Action item = Word for word, repeat the data; no picture should appear in the result.

--*--

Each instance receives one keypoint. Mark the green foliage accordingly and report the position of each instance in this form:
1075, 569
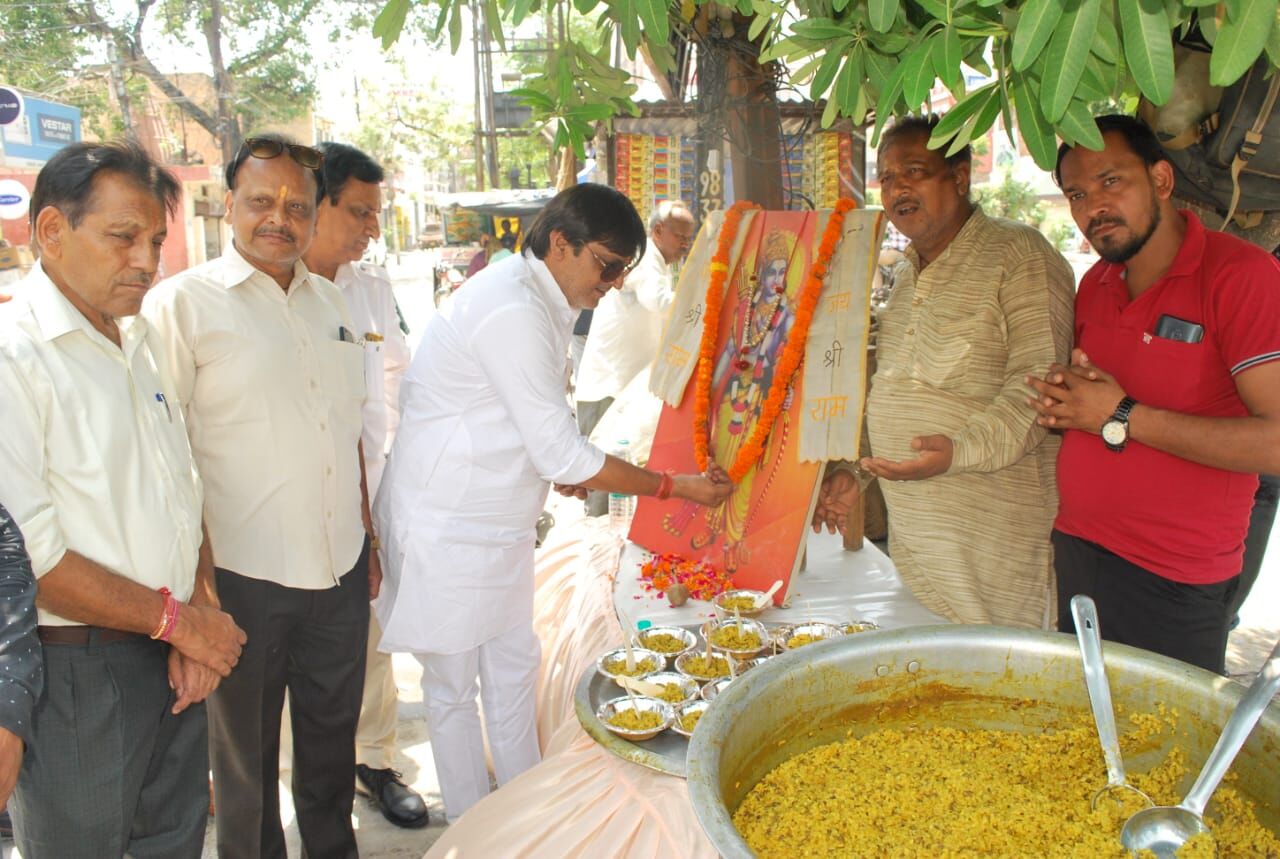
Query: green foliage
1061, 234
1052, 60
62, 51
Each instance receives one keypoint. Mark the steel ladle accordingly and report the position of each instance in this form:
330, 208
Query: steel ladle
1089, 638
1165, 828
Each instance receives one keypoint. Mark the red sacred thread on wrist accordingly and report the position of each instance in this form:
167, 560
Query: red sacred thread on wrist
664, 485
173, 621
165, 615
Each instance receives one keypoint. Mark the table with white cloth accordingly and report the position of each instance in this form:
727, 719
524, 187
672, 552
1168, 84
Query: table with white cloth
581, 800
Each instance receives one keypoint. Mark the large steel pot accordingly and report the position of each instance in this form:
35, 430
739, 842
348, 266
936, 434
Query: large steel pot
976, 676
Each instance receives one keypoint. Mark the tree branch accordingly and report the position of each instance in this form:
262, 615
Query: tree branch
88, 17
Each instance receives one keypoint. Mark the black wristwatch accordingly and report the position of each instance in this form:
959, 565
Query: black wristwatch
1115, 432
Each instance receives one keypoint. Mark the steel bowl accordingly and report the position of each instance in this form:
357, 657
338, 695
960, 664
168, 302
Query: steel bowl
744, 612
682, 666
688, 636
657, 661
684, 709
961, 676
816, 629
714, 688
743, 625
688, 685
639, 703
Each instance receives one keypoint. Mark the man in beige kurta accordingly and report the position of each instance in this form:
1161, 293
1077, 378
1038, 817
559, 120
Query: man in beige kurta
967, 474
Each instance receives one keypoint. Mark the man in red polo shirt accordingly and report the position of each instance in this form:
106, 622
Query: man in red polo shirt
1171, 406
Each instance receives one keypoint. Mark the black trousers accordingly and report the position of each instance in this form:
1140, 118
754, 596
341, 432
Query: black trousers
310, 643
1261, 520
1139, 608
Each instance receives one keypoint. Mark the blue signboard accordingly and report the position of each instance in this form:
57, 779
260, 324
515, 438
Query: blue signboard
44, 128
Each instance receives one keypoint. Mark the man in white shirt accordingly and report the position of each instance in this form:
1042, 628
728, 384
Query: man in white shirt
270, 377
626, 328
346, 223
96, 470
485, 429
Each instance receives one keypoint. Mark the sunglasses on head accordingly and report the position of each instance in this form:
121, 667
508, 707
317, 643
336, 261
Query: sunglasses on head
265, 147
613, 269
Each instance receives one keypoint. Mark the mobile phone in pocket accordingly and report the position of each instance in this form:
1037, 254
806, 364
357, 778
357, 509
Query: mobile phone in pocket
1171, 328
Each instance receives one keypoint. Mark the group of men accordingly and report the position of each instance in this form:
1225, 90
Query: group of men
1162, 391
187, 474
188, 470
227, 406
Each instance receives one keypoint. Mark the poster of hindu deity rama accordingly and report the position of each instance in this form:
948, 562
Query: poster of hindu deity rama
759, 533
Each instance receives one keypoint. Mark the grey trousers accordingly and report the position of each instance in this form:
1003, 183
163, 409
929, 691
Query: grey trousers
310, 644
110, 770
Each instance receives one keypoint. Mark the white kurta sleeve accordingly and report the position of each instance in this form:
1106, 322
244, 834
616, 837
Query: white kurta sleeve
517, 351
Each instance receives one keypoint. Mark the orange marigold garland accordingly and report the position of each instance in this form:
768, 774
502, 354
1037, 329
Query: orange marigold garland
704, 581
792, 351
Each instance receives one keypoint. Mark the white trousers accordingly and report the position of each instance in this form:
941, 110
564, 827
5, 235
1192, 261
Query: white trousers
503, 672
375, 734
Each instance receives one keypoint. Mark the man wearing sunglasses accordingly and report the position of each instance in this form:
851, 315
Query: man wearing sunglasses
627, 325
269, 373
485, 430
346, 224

--*--

Problem solution =
Each instance receives one keypoint. Mark the green foliage accordingly and report the position of each instance in this form:
1075, 569
Query: green foliage
1061, 234
1052, 60
62, 51
Each instance receives one keypoint. Mark the steel ladle accordingly and report the position of each instance in this form:
330, 208
Query: steel ladle
1089, 638
1165, 828
Each instance receives one keypoint. Mark the red sacred thread on wrist accordingly and report the position of each instance in this form:
167, 560
Query: red sacred thread on wrist
664, 485
173, 621
165, 615
Each instance receives one keypoint. Mark the table with white cloth accordingly and report the position of each instance in this form:
727, 719
524, 187
672, 552
1168, 84
Query: table with white cloth
581, 800
Each instance receives one keypoint. Mark the large steel pot accordingly and report the position of each instance in this form:
35, 430
739, 842
348, 266
936, 434
Query: large steel pot
976, 676
Each instance receives one keypoint. Mark the tree branch accordingly and report the position of each instance in this form:
262, 615
Query: tree branch
88, 17
Each instance receives one keypoint. Mark the black wristwatch accordingly and report the position of each instance in this form:
959, 565
Query: black wristwatch
1115, 432
Each instance receives one keypoint. Mark the steel bowl accordingly and report the position of each instance in this form:
357, 657
338, 695
960, 664
168, 302
Query: steel bowl
744, 612
682, 666
688, 636
657, 661
684, 709
961, 676
816, 629
714, 688
743, 625
688, 685
639, 703
Each instance receives one keypoint. Mark the man in beige kurta accordingly and report the position of each instance in this form:
1161, 293
1077, 378
1038, 817
559, 120
Query: man in beige kurta
967, 474
Each instance receives one keypoint. Mark the man in red polo shirt accordingly and report the position of each instance in this form:
106, 622
Query: man in red polo shirt
1171, 406
Each instance receives one keypoint. Mark the black trousers accordingly and report the position of each instance in this form:
1140, 118
754, 596
341, 432
Query: black trousers
310, 643
1261, 520
1139, 608
Each instance receives one keypoint. Mark the blue signboard accordingly and report the position of each instance in this form:
57, 779
260, 324
515, 438
Query: blue signboard
44, 128
Each instance receives one keypoint. Mark the man in white shirt accordingly and report the position of each instance in this form:
1042, 628
728, 384
Query: man in white shirt
270, 377
626, 328
346, 223
96, 470
485, 429
Each instance receives one keypoint. Mark the sunglasses on head accordingly and report the position of each instance in this form:
121, 667
508, 707
317, 643
336, 261
Query: sunglasses on head
265, 147
613, 269
Each instance receives one keypoint. Mark the mobile phone in pocket accordingly and report the position of each instance in this form:
1037, 254
806, 364
357, 778
357, 509
Query: mobile phone in pocket
1171, 328
Each instance receives one keypoint. Mark the group of men accordingly and report the position of each instance in this form:
1225, 90
Query: group of men
1162, 391
187, 474
188, 470
227, 406
Each instance receives one keypoint. Mark the poster of hindu deity rama accordingly and report the position of each instance in this form:
948, 562
Query: poster of hindu deity rama
759, 533
Each instance receives one keypoint. Mark the grey trousers accordingly and report the position of each instance in this form:
1003, 183
163, 409
929, 691
Query: grey trousers
310, 644
110, 770
Each instance receives one keypoint. Mark the white kurta sleeve accordingly and report the position of each instance in this form:
1106, 322
244, 834
616, 837
Query: white kurta sleeve
517, 351
Each instance receives one keypoint. Mark the orange marigold garland accordingly and report the position of each instance in this form:
768, 774
502, 354
1037, 329
Query: orange marigold garland
704, 581
792, 351
Each instance receives one keypoint. Mark the white trousers accordingly and report the position of each instance in this form:
941, 110
564, 827
5, 235
1192, 261
Query: white trousers
503, 672
375, 734
Each instance receives one keypoint. Mark the man wearing sunglasses accordingly and report the position of each instance in this form:
851, 315
Query: man wearing sunglasses
627, 325
269, 373
485, 430
346, 224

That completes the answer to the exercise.